Aufgaben:
• A. Welche Jahreszahlen kommen im Auszug vor? Nenne jede einmal, in der Reihenfolge ihres ersten Auftretens.
• B. Schreibe aus dem Auszug alles ab, was von „Foto: Urban“ bis hinunter zu „Strich und Faden.“ steht.

2006 war die Welt für die ÖBB-Chefs Martin Huber und Erich Söllinger auch nicht mehr in Ordnung. Aber davon wusste die Öffentlichkeit nichts, denn die reformierte ÖBB fuhroffiziell Gewinn ein.

Foto: Urban

Der ÖBB-Aufsichtsrat wurde über die Spekulationen erst zwei Jahre nach Abschluss halbwegs umfassend informiert - über hunderttausende Euro Abfindungen für den verantwortlichen Vorstand gar nicht.

***

Wien - In seinem unter Verschluss gehaltenen Rohbericht über die "Finanztransaktionen der ÖBB-Holding-AG und einzelner Konzerngesellschaften mit der Deutsche Bank AG" zerlegt der Rechnungshof (RH) nicht nur Entstehung, Abschluss und Auflösung der 2010 mit 295 Millionen Euro Verlust beendeten Spekulationsgeschäfte nach Strich und Faden.

Der Bericht legt auch eindrücklich offen, dass Vorstände und Aufsichtsräte diverser involvierter ÖBB-Gesellschaften vor Abschluss der Geschäfte nicht vollumfänglich informiert wurden und nach Auffliegen im Jahr 2007 vieles im Dunkel gehalten wurde.

So berichtete der Vorstand dem Holding-Aufsichtsrat drei Monate nach Abschluss des Derivatgeschäfts am 15. Dezember 2005, dass im Zusammenhang mit den bestehenden Cross-Border-Leases so genannte Portfolio Credit Default Swaps über 612,9 Mio. Euro abgeschlossen worden seien - um Ausfallsrisiken zu tauschen, wie argumentiert wurde. Hinweise auf das "enorm hohe Drohpotenzial" der tatsächlich - ohne Zusammenhang mit den Cross-Border-Wertpapieren - abgeschlossenen Collaterized Debt Obligations (CDO), das dem damaligen Aufsichtsratspräsidenten, Wolfgang Reithofer, am 11. November sehr wohl geschildert worden war, gab es hingegen nicht.

Material:
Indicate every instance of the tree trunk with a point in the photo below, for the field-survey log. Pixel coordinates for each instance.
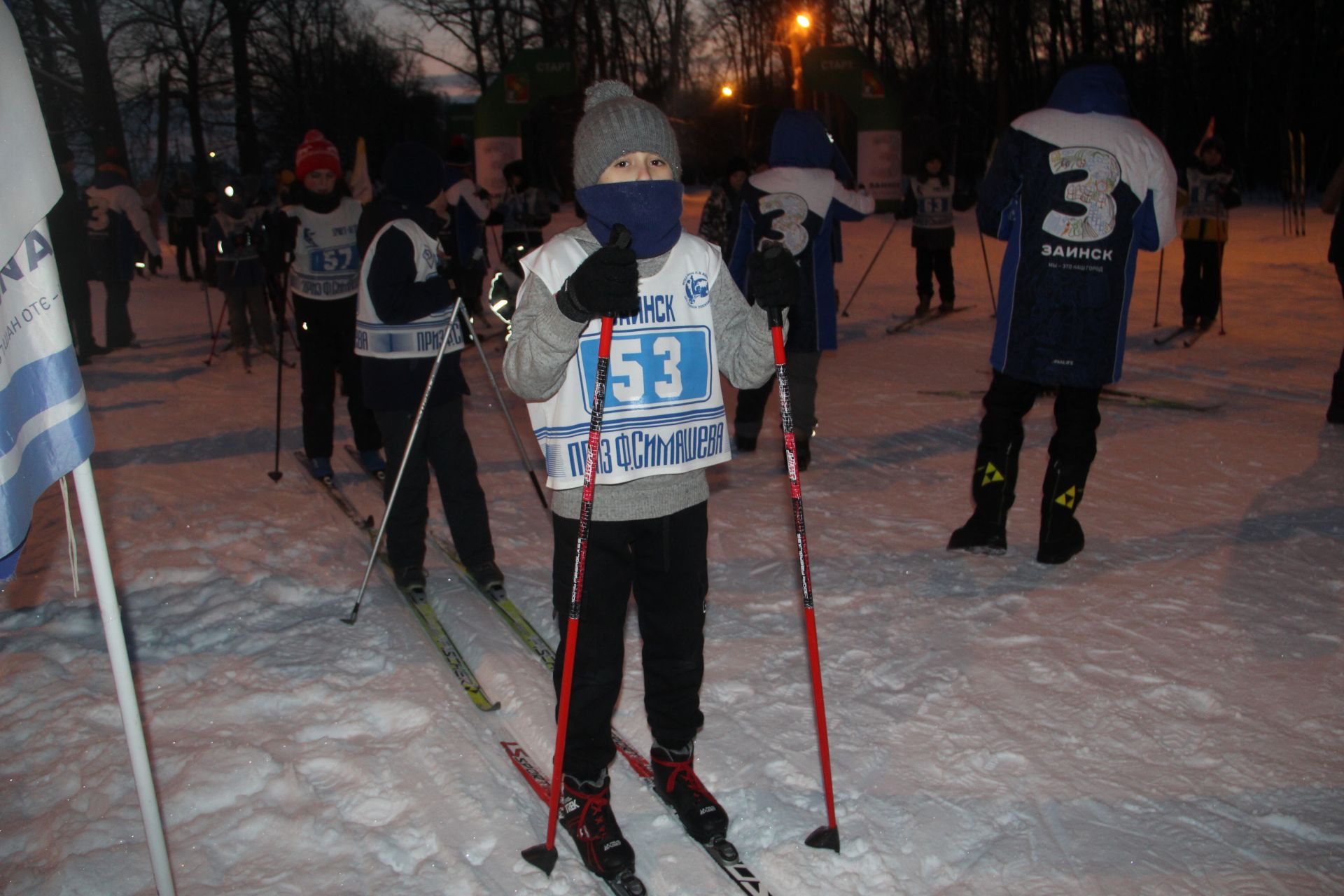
(239, 14)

Lösungen:
• A. 2006, 2010, 2007, 2005

• B.
Foto: Urban

Der ÖBB-Aufsichtsrat wurde über die Spekulationen erst zwei Jahre nach Abschluss halbwegs umfassend informiert - über hunderttausende Euro Abfindungen für den verantwortlichen Vorstand gar nicht.

***

Wien - In seinem unter Verschluss gehaltenen Rohbericht über die "Finanztransaktionen der ÖBB-Holding-AG und einzelner Konzerngesellschaften mit der Deutsche Bank AG" zerlegt der Rechnungshof (RH) nicht nur Entstehung, Abschluss und Auflösung der 2010 mit 295 Millionen Euro Verlust beendeten Spekulationsgeschäfte nach Strich und Faden.